*Text section:*

And in all seriousness, let me say that I love this forum. It has saved me time, money, and frustration. I appreciate all of the sharing of information, and I hope that you'll take this message in the spirit it is created - with love and the sincere hope that it will make you smile.


----------



## sciphi (Aug 26, 2011)

Perfect for a "new/potential owners" thread. I approve! :eusa_clap:


----------



## jgaul79 (Sep 2, 2012)

I had to laugh at this only because it hit home a bit. I was ready to go fill up for the first time since buying my Cruze and there were two things I didn't know. 1) Which side of the car was the gas cap on and 2) How the **** do you open it. I made the wife read the owners manual to me on the way to the gas station. The again, I live in Jersey and can't pump my own gas. At least the attendan knew how to access it. Fortunately I pulled in on the correct side of the pump.


----------



## OnlyTaurus (Mar 20, 2012)

Well done good sir. :goodjob:


----------



## XtremeRevolution (Jan 19, 2012)

Very cool! This is what this community is all about!

Sent from my Bulletproof_Doubleshot using AutoGuide.Com Free App


----------



## Chevyderek72 (May 16, 2011)

*Exercise prompt:*
Resume the Cruze owners' forum thread above, starting right after its last line.

*Raw data:*
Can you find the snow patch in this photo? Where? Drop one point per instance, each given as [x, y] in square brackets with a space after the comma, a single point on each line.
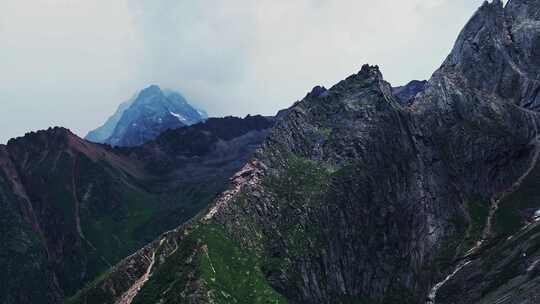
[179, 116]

...

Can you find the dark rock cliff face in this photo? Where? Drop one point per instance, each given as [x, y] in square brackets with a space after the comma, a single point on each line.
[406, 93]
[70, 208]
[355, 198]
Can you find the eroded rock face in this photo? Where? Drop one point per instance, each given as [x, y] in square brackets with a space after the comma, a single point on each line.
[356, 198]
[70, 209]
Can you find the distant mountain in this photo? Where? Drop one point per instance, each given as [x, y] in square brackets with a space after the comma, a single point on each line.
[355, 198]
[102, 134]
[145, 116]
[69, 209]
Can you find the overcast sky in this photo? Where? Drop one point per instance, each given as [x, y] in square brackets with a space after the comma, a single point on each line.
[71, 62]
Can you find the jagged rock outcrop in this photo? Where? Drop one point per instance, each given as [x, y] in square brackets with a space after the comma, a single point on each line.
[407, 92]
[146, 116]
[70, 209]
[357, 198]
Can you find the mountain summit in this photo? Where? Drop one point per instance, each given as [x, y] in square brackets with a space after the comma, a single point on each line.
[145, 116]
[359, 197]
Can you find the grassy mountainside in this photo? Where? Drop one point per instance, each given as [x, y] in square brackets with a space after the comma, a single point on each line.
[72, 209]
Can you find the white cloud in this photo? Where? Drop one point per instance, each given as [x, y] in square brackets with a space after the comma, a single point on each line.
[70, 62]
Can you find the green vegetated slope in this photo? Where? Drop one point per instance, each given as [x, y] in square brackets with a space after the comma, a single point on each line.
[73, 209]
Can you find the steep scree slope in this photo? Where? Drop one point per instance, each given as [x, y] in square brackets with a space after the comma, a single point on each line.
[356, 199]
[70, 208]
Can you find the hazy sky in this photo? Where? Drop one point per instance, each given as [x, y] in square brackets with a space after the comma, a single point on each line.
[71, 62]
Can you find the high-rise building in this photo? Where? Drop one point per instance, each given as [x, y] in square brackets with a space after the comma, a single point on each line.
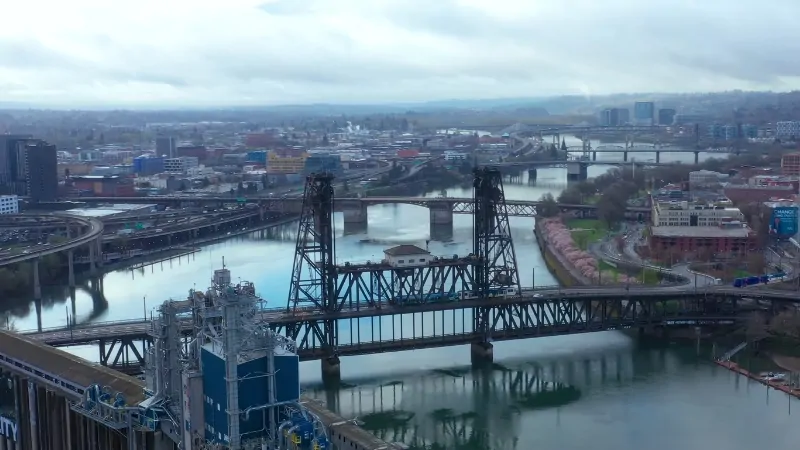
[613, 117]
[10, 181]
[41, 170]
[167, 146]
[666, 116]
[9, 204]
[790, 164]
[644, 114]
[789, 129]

*Exercise answer:*
Haha that's awesome. I think most people go through this as I did. But I learned that on the fuel gauge, next to the fuel pump picture there is an arrow. It points to the direction of which side the fuel is pumped on. Maybe on all cars? Very helpful for when I brain fart and forget which side, look down and poof it tells me.

Sent from my DROID X2 using AutoGuide App


----------



## 4piecekit (Mar 17, 2011)

I'm glad fuel door is on the passenger side. I never have to worry about opening the door and scraping the bottom on the concrete slab that some pumps sit on. 


Sent from my iPhone using Autoguide


----------



## oMAHONEYo (Mar 23, 2012)

Definitely a needed post..sadly, but true! I know for certain, I went from driving a Jeep Grand Cherokee where you just flicked it open. I know that I spent some time trying to figure it out! Like Jgaul said.. you have to laugh because it hits home.


----------



## mcg75 (Mar 5, 2012)

jgaul79 said:


> I had to laugh at this only because it hit home a bit. I was ready to go fill up for the first time since buying my Cruze and there were two things I didn't know. 1) Which side of the car was the gas cap on and 2) How the **** do you open it. I made the wife read the owners manual to me on the way to the gas station. The again, I live in Jersey and can't pump my own gas. At least the attendan knew how to access it. Fortunately I pulled in on the correct side of the pump.


Look at your gas guage. There is a little arrow that points to what side the cap is on.


----------



## coinneach (Apr 10, 2012)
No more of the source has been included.